__WHAT TO WORK ON__
Line by line, copy out the data below exactly.

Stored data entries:

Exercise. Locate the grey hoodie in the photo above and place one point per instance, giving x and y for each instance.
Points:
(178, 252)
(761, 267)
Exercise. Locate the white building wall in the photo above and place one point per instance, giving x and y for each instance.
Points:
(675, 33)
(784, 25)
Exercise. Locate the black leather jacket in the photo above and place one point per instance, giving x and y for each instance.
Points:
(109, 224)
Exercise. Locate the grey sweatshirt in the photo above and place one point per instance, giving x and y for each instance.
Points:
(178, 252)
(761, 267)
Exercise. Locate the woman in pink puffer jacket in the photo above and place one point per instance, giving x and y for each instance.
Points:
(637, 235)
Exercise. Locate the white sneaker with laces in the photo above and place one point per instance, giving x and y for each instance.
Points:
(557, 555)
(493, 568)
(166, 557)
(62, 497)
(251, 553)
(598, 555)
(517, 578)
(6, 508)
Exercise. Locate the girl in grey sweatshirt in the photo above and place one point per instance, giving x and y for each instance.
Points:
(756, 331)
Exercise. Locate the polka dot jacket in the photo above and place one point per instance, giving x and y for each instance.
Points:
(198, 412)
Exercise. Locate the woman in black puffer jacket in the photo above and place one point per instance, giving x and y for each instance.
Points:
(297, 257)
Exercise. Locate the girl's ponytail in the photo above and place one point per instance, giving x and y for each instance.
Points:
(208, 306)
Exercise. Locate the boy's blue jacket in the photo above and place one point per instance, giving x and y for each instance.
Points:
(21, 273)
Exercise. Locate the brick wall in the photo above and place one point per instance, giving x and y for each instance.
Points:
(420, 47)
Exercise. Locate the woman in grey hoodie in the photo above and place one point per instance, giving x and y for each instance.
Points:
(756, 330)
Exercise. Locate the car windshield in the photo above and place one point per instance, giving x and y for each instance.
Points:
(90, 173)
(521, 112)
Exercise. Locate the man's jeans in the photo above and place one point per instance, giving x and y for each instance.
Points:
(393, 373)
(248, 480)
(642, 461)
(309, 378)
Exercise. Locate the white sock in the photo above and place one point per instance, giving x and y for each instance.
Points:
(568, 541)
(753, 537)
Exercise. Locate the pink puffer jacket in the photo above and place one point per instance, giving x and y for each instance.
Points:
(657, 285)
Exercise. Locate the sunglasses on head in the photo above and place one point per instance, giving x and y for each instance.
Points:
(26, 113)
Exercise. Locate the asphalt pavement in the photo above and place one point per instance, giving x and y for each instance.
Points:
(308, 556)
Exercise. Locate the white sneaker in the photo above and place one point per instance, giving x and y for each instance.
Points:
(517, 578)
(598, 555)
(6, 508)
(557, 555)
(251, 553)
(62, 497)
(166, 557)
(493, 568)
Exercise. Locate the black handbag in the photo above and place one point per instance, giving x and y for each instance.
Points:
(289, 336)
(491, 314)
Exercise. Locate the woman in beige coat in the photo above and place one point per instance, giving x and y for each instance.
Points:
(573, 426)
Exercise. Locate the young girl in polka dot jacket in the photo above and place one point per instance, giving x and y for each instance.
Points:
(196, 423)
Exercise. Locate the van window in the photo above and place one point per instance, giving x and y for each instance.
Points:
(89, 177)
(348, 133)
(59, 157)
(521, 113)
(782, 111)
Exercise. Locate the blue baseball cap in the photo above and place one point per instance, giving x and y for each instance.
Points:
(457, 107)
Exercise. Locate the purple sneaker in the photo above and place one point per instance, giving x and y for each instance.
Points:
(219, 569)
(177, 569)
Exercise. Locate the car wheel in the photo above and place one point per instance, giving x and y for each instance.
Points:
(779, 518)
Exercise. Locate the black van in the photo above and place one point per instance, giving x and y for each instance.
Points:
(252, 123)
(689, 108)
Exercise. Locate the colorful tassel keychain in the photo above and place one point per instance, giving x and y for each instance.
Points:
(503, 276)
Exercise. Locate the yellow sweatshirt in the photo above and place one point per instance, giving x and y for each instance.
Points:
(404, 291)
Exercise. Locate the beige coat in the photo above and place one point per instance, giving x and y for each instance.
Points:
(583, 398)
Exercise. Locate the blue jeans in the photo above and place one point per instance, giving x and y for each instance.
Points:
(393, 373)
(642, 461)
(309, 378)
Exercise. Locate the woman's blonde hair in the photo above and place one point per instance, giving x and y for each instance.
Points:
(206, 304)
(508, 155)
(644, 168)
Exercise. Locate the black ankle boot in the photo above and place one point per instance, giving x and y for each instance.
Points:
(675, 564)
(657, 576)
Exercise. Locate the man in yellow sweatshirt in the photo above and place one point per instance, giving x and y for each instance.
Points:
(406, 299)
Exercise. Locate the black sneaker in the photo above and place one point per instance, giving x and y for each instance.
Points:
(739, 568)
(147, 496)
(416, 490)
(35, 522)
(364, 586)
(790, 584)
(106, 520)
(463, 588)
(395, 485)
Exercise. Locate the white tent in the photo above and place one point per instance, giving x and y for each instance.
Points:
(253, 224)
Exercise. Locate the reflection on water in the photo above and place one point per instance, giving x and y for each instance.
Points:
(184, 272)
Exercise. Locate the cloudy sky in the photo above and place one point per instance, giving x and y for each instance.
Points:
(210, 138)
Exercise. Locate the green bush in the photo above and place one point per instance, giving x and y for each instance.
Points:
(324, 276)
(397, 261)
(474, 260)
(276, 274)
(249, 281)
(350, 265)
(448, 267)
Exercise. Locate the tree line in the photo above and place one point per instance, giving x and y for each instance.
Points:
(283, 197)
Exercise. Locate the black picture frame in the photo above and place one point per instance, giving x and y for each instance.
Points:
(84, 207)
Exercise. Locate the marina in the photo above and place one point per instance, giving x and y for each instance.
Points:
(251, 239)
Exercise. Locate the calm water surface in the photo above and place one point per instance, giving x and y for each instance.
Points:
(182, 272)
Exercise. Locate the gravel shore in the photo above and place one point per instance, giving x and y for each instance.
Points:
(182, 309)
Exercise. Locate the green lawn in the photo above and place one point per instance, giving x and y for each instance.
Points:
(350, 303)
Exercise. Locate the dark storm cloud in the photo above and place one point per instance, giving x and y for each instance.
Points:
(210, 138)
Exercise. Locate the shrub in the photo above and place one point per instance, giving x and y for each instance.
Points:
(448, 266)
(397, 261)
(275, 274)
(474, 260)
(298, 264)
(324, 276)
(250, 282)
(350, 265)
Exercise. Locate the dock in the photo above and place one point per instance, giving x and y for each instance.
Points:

__WRITTEN SOLUTION__
Exercise. Locate the grey hoodie in the photo above and place one point per instance, giving x and y for each instance.
Points:
(178, 252)
(761, 267)
Exercise. Locate the white building wall in the photo above and place one point per instance, giving x and y for each instance.
Points:
(675, 33)
(784, 25)
Exercise. Locate the black leather jacket in the photo above and place one point per instance, giving x and y for each instance.
Points:
(109, 224)
Exercise. Locate the grey sweatshirt in the photo above and place one point per instance, giving x and y for each instance.
Points:
(178, 252)
(761, 267)
Exercise. Locate the woman in pink puffer jacket in the photo above and place one point per instance, giving x and y for each instance.
Points:
(637, 235)
Exercise. Locate the white sneaker with laces in the photo above and place one point per instance, giving x and y for each instance.
Points:
(557, 555)
(493, 568)
(166, 557)
(62, 497)
(251, 553)
(598, 555)
(517, 578)
(6, 508)
Exercise. Locate the girl in grey sweatshirt in the photo above and place one point per instance, giving x and y for each instance.
Points:
(756, 331)
Exercise. Locate the polka dot jacket in the photo above and place one point per instance, giving x and y for each instance.
Points:
(198, 412)
Exercise. Locate the woman in black puffer jacket in the photo above and place one point per instance, giving x and y for each instance.
Points:
(297, 257)
Exercise. Locate the girl's ponytail in the photo above and place one point per instance, giving x and y for each instance.
Points:
(208, 306)
Exercise. Locate the boy's blue jacket in the photo above and place one point per instance, giving x and y for each instance.
Points:
(21, 273)
Exercise. Locate the brick wall in the photo above and place one point per instance, giving x and y for each instance.
Points:
(420, 47)
Exercise. Locate the woman in grey hoodie in the photo above and place one point per instance, giving x and y for each instance.
Points:
(756, 330)
Exercise. Locate the car windshield in the photo above and place one point per instance, giving x and y for each instance.
Points:
(90, 173)
(521, 112)
Exercise. Locate the man's jeans in the photo above and place one point per instance, giving x and y for each instance.
Points:
(393, 373)
(248, 480)
(642, 461)
(309, 378)
Exercise. Locate the white sock in the photo above and place one point per instance, giving x and y for each instance.
Points:
(568, 541)
(753, 537)
Exercise. Locate the pink puffer jacket in the photo above and place one point per instance, giving x and y for each instance.
Points:
(657, 285)
Exercise. Locate the sunglasses on head in the photo above and place one point per instance, giving x and y for each instance.
Points:
(26, 113)
Exercise. Locate the asphalt pavement in the photo above and place one point per instance, giving x and y for each instance.
Points:
(308, 556)
Exercise. Locate the white sneaker in the photo above and place one point per instance, giving x and y for each instance.
Points:
(517, 578)
(598, 555)
(6, 508)
(557, 555)
(251, 553)
(62, 497)
(166, 557)
(493, 568)
Exercise. Locate the black handbag in the photo above and place one point per instance, giving x and y for each instance.
Points:
(289, 336)
(491, 314)
Exercise. Locate the woman in beige coat in the photo above and place one point per instance, giving x and y for each instance.
Points:
(573, 426)
Exercise. Locate the young girl in polka dot jacket in the photo above and place one point per instance, giving x and y for each instance.
Points:
(196, 423)
Exercise. Locate the van window in the photo above and place one point per instance, giving x and y for each instance.
Points:
(89, 177)
(348, 133)
(59, 157)
(521, 113)
(782, 111)
Exercise. Locate the blue baseball cap in the photo above and place one point per instance, giving x and y for each instance.
Points:
(457, 107)
Exercise. Locate the purple sneaker in the photo above and place one point per instance, giving x and y for each instance.
Points:
(219, 569)
(177, 569)
Exercise. Locate the car wheel in the photo above and place one point per instance, giving x and y for each instance.
Points:
(779, 518)
Exercise. Locate the black van in the photo above and place one point per instance, giving x and y for each instance.
Points:
(252, 123)
(689, 108)
Exercise. Locate the colorful tassel keychain in the photo above and place one point per instance, giving x and y for each instance.
Points:
(503, 276)
Exercise. Locate the yellow sweatshirt in the photo above and place one point per instance, giving x and y for each instance.
Points:
(404, 291)
Exercise. Locate the beige coat in the photo above and place one point per instance, giving x and y for each instance.
Points:
(583, 398)
Exercise. Locate the blue jeans in the photo above and place one point per instance, giving x and y for each instance.
Points:
(393, 373)
(642, 461)
(309, 378)
Exercise. Locate the woman's blonde hair in the photo above and place one point per instance, giving x and y for each instance.
Points:
(206, 304)
(508, 155)
(644, 168)
Exercise. Locate the black ankle boot in the photo above and place one point per instance, giving x and y for each instance.
Points:
(675, 564)
(657, 576)
Exercise. Locate the man in yellow sweatshirt in the photo above and place one point per instance, giving x and y for each instance.
Points:
(406, 299)
Exercise. Locate the black sneaker in the photo above and place one point per instance, giving x and y for each instance.
Points:
(739, 568)
(147, 496)
(416, 490)
(35, 522)
(364, 586)
(790, 584)
(106, 520)
(463, 588)
(395, 485)
Exercise. Locate the white tent in the photo above and place one point per instance, giving x and y for each instance.
Points:
(253, 224)
Exercise. Locate the reflection on water in the photo above and place one point per instance, giving x and y for each instance.
Points:
(184, 272)
Exercise. Locate the cloudy sky in the photo above and place one point per instance, giving x and y for each instance.
Points:
(210, 138)
Exercise. Locate the green bush in the photo above and place one point per instance, giving x and y for each instance.
Points:
(324, 276)
(397, 261)
(474, 260)
(276, 274)
(249, 281)
(350, 265)
(448, 267)
Exercise. Locate the tree line in the photo above and place one point per instance, giving x and y for each instance.
Points:
(283, 197)
Exercise. Locate the black picture frame in the photo above and place one point per instance, giving x and y for each instance.
Points:
(84, 207)
Exercise. Locate the marina in the photo above and place one point per instance, giving x and y for each instance.
Points:
(251, 239)
Exercise. Locate the calm water surface in the photo above and place one point per instance, giving x and y for each instance.
Points:
(182, 272)
Exercise. Locate the gravel shore in the photo above and place one point per instance, giving x and y for each instance.
Points:
(182, 309)
Exercise. Locate the green lawn in the photo above and place one point per instance, giving x and y for each instance.
Points:
(350, 303)
Exercise. Locate the dark storm cloud in the photo above and place one point per instance, giving x and y for each instance.
Points:
(210, 138)
Exercise. Locate the shrub in the photo above and place one point per instance, giving x and y for each instance.
Points:
(448, 266)
(397, 261)
(275, 274)
(474, 260)
(298, 264)
(324, 276)
(250, 282)
(350, 265)
Exercise. Locate the dock in the photo above and place one point per instance, giving x and y for each instance.
Points:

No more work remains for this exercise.